TASK BRIEF: Nothing but the lines from the one with "For each instance of the player's short" through the end of the records below should be written out, and each must match word for word.

Start of RECORDS PROVIDED

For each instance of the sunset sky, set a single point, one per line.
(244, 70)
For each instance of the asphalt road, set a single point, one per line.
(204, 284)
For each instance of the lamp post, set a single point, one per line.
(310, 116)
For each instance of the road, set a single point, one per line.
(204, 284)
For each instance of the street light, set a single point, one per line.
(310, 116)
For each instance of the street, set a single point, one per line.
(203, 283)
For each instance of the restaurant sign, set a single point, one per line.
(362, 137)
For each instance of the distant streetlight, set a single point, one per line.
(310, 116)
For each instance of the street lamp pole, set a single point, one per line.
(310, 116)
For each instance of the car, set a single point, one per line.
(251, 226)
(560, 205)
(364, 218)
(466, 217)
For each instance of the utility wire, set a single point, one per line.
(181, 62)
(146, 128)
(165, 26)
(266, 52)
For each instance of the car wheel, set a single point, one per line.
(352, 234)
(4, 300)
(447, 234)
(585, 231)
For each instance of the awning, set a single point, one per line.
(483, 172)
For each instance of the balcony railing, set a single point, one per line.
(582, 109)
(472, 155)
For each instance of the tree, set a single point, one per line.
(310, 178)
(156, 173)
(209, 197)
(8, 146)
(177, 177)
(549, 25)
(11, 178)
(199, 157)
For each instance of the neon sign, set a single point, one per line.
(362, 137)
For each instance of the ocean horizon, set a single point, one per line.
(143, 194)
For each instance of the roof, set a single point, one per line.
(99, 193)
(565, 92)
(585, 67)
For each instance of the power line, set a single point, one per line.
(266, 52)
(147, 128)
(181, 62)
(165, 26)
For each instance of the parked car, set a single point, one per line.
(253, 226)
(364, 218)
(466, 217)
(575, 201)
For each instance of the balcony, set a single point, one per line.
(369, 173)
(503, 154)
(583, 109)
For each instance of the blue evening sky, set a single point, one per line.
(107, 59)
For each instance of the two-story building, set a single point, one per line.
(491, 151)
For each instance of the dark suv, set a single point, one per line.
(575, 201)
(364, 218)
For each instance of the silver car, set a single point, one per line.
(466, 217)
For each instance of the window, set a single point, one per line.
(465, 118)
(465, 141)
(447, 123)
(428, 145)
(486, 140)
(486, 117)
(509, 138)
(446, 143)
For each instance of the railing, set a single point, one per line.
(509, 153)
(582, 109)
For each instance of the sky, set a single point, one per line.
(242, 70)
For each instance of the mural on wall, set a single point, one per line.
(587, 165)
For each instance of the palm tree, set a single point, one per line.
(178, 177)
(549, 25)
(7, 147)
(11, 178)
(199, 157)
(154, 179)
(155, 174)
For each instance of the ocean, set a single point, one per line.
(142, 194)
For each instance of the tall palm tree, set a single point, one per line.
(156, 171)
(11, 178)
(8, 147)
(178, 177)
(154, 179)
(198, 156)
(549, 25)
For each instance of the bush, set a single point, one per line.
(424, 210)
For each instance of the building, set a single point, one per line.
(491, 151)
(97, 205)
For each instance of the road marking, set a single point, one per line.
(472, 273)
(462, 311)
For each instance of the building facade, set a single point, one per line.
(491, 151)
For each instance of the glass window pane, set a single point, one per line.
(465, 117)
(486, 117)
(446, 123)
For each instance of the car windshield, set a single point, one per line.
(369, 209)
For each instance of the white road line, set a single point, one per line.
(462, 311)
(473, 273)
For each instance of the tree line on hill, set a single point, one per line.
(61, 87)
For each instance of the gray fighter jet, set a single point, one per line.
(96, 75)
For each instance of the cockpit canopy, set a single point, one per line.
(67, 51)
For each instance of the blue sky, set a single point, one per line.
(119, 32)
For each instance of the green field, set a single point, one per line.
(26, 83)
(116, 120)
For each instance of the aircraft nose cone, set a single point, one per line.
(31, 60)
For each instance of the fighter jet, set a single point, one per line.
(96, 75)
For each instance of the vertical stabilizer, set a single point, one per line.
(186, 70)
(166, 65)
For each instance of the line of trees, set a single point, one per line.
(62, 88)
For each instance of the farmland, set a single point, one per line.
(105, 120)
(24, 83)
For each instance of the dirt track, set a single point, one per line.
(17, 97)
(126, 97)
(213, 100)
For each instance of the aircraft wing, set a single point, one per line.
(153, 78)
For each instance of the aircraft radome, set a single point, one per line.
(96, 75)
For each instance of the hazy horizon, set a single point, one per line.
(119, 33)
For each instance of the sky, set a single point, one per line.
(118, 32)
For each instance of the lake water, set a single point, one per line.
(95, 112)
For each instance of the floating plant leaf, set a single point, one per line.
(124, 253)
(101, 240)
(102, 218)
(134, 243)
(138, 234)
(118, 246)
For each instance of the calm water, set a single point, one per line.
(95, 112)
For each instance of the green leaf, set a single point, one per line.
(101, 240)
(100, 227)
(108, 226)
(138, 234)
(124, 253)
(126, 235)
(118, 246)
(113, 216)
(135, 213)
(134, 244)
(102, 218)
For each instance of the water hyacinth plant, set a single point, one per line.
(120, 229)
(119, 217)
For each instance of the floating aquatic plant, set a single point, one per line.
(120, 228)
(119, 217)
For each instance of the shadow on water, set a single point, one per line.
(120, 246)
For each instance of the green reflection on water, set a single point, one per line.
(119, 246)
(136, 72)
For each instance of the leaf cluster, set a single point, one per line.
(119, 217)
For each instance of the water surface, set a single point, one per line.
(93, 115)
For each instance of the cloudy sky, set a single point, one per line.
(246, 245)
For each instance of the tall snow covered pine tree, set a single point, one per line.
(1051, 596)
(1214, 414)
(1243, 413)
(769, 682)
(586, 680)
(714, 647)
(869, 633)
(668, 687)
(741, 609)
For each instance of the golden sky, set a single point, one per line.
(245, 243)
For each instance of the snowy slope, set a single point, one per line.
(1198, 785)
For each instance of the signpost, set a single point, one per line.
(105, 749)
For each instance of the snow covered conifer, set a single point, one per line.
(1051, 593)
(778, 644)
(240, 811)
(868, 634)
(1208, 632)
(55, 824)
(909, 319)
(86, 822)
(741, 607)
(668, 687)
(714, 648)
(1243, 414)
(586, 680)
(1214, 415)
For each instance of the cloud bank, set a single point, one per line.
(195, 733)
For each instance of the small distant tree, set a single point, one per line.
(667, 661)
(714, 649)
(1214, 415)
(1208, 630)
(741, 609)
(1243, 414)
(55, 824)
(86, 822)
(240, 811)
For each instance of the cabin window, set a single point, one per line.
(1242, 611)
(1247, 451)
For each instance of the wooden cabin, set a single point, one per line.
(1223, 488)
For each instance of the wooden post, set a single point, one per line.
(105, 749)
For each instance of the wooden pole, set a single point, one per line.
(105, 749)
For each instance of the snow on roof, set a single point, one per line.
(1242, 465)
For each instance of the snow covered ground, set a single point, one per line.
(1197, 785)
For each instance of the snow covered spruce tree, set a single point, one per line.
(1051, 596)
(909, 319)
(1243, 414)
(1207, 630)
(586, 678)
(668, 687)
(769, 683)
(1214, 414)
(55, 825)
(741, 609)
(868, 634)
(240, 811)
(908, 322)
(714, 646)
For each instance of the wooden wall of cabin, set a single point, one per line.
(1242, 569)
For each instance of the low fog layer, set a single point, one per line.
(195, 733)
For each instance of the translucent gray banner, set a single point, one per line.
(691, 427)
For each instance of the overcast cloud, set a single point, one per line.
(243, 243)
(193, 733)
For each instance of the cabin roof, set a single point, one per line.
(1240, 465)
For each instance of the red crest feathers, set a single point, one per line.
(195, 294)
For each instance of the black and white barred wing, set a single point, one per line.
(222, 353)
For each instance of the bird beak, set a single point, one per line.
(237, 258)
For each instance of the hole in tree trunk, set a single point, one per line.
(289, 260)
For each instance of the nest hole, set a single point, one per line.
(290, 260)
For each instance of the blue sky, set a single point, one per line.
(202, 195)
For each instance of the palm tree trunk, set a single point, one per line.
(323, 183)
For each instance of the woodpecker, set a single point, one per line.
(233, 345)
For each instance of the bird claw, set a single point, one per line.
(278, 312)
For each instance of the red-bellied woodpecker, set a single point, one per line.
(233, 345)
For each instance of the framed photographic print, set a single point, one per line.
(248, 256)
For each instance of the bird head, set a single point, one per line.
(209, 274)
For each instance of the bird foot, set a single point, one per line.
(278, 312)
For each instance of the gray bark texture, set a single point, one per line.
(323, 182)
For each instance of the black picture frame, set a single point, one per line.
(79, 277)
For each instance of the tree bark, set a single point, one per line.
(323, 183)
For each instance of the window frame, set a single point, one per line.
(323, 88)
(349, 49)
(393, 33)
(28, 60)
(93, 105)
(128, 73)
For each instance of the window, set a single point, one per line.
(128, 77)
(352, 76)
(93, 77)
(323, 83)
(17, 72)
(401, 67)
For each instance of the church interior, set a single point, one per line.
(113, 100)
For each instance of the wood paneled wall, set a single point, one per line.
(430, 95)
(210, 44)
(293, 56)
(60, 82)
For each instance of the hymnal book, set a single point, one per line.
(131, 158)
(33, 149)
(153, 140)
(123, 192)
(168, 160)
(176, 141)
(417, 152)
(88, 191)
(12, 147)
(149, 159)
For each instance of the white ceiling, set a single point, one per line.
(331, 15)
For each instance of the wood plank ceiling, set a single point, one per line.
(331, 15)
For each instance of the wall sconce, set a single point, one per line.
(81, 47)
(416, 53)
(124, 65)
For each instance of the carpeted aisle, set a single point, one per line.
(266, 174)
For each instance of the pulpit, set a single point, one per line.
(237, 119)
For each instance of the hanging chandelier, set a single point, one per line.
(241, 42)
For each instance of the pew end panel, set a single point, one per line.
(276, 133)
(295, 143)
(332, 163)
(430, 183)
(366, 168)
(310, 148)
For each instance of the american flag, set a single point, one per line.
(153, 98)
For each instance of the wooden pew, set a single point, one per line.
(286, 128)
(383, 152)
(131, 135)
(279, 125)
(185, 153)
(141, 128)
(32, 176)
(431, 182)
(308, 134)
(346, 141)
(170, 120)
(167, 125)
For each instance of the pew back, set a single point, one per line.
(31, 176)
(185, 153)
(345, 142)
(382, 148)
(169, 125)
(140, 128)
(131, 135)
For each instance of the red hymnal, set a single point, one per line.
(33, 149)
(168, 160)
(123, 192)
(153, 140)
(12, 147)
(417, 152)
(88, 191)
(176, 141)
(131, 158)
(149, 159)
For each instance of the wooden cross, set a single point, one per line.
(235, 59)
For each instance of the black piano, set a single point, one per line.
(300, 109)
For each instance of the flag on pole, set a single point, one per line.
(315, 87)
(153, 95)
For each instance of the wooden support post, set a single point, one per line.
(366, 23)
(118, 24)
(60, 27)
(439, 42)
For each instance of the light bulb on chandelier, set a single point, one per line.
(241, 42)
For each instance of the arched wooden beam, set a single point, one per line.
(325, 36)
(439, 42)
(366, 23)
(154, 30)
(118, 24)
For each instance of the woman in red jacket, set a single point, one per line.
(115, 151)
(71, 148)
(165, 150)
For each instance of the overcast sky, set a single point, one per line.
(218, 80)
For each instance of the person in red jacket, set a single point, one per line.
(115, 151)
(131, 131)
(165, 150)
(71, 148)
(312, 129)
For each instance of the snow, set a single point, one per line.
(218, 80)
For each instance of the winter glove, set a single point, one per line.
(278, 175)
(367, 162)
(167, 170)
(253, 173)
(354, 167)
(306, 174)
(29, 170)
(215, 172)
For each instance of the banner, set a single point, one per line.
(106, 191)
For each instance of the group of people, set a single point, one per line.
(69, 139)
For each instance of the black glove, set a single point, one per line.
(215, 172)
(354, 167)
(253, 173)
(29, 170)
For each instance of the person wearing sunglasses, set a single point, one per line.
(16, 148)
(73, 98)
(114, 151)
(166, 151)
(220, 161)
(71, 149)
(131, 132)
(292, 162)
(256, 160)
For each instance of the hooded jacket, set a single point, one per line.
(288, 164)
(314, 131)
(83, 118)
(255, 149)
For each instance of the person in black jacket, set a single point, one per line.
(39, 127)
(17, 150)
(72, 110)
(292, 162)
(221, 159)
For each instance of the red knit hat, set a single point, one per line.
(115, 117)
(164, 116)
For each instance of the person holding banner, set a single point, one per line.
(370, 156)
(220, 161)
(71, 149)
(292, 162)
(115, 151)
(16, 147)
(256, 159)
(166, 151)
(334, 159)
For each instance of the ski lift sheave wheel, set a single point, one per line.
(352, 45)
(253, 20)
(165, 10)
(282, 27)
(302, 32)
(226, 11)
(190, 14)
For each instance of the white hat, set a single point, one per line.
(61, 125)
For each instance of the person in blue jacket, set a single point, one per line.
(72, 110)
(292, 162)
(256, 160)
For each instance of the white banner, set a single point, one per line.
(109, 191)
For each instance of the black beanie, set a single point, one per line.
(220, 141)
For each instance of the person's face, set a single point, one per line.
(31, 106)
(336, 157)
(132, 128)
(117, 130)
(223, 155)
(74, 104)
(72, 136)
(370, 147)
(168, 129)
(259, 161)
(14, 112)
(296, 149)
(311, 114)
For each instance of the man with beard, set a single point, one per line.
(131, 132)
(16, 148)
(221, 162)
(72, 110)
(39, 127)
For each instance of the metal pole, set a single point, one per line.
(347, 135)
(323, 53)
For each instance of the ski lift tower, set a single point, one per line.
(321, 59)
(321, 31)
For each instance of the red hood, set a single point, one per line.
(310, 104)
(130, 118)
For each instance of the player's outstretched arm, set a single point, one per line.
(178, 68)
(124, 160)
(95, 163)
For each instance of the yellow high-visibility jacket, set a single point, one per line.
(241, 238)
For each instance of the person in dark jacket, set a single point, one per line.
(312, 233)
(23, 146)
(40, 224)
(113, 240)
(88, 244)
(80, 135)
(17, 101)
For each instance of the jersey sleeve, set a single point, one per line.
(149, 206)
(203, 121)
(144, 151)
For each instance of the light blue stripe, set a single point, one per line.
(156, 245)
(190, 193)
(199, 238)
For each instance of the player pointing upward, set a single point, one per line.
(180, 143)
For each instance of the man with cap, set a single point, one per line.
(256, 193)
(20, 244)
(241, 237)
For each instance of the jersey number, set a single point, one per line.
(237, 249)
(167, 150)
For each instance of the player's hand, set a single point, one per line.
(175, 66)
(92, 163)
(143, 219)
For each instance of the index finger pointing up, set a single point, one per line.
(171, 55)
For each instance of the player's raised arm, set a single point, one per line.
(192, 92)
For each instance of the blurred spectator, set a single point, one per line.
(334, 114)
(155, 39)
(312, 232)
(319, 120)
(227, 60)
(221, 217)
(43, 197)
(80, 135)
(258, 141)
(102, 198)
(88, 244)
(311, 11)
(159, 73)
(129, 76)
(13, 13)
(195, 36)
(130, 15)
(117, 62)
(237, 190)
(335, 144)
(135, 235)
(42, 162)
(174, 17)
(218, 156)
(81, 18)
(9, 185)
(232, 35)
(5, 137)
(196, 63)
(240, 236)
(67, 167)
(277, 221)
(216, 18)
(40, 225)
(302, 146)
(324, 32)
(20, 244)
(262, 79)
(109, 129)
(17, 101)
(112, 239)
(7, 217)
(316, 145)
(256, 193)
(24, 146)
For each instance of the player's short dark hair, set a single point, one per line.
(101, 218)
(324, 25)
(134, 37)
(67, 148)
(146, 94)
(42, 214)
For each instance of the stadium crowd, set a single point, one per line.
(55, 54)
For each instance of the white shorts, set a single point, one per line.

End of RECORDS PROVIDED

OUTPUT OF THE EXERCISE:
For each instance of the player's short dark hair, set a single point, one per line.
(101, 218)
(324, 25)
(134, 37)
(67, 148)
(146, 94)
(42, 214)
For each instance of the stadium crowd, set a single point, one per line.
(55, 54)
For each instance of the white shorts, set a single point, one per line.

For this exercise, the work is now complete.